*** Selected extract

Double Reality And Its Representation In The Novel "The Syndrome Of Petrushka"

Abstract

The article is devoted to the novel by one of well-known contemporary writers Dina Rubina “The Syndrome of Petrushka”. This book is the last in the trilogy “People of the Air”. The title of the book is a joining link for all novels in the cycle. The collocation “People of the Air” has a hidden meaning – Rubina’s characters are not ordinary people: their lives are interwoven with art. Their abilities and results of creative activity are sometimes beyond logical explanation. That is why Dina Rubina’s novels are full of metaphors. Novels’ reality is doubled and the reader has an opportunity to cross the border of the objective reality to understand the character’s reality and witness the process of creation. Commenting on the history of trilogy Dina Rubina notes that one of her aims was to look beyond the boundaries of genius’ work. She stresses metaphorical nature of “The Syndrome of Petrushka” which is a significant point in the research. The key aspect in “The Syndrome of Petrushka” perception is studying the motive of double reality. Each of the two realities introduced in the novel is organized with topois, specification of the artistic space, characters’ points of view and metaphor. The article introduces ways of representing double reality of the artistic world and analyzes metaphorical models in the structure of the text “The Syndrome of Petrushka”. These models can be denoted as relations: “life – theatre”, theatre – life”, “people – puppets”, “puppets – people”, puppet master – creator”, ‘creator – puppet master.

Keywords: Double realitypuppetpuppet mastercreatormetaphor

Introduction

Dina Rubina is one of the prominent representatives of the contemporary Russian prose. She is the author of such works as “Here the Messiah goes”, “Syndicate”, “In the sunny side of the street”, trilogy “People of the Air” (Rubina, 2013), cycle “Russian canary” and others. The trilogy “People of the Air” includes three novels: “Leonardo’s handwriting” (Rubina, 2008), “The White Dove of Cordoba” (Rubina, 2009), and “The Syndrome of Petrushka” (Rubina, 2010). They received wide response of the readers and critics. Special interest was paid to the author’s way of uniting the books into one cycle and the title itself. The three novels do not have similar or the same characters which are usually in cycles or epic works. Every book tells about a person with remarkable capabilities.

******

▶ To do:
A – Answer these questions from the article on "The Syndrome of Petrushka":
(i) Of which trilogy is "The Syndrome of Petrushka" the last book?
(ii) What year is given for "The White Dove of Cordoba"?
(iii) According to the introduction, what does every book in the trilogy tell about?
B – Proceed with the article on Dina Rubina's "The Syndrome of Petrushka," picking up after its final sentence.
The records below the article were taken from a separate source.

*** Given entries

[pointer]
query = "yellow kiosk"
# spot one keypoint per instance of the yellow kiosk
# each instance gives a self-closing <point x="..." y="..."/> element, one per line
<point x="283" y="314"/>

******

▶ Answers per task:
A –
(i) "People of the Air."
(ii) 2009.
(iii) A person with remarkable capabilities.

B –
The title of the whole cycle “People of the Air” unites all the books of the trilogy. The collocation has a hidden meaning – the characters’ lives are interweaved with art; these people are above reality leaving in their artistic reality. Their abilities and results of creative activity are sometimes beyond logical explanation – they are similar to illusion which appears from air and finally disappears into it. That is why Dina Rubina’s novels are full of metaphors. Novels’ reality is doubled and the reader has an opportunity to cross the border of the objective reality to understand the character’s reality and witness the process of creation. This research has the following tasks:

1. To disclose the meaning of the concept “double reality”;

2. To analyze artistic devices used for creating the space of the novel.

Problem Statement

In the process of creating the book “The Syndrome of Petrushka” there appeared questions concerning implementation of the double (metaphoric) plot of the book. The purpose of the article is in studying two realities of the novel and ways of their representation.

Research Questions

The subject of this study is depicting double reality in the novel by Dina Rubina “The Syndrome of Petrushka”.

Purpose of the Study

The purpose of this article is in disclosing two realities of the novel “The Syndrome of Petrushka” and their representations.

Research Methods

The following methods have been used:

Formal - when analyzing devices used in the work; structural - when analyzing structural elements of the novel text.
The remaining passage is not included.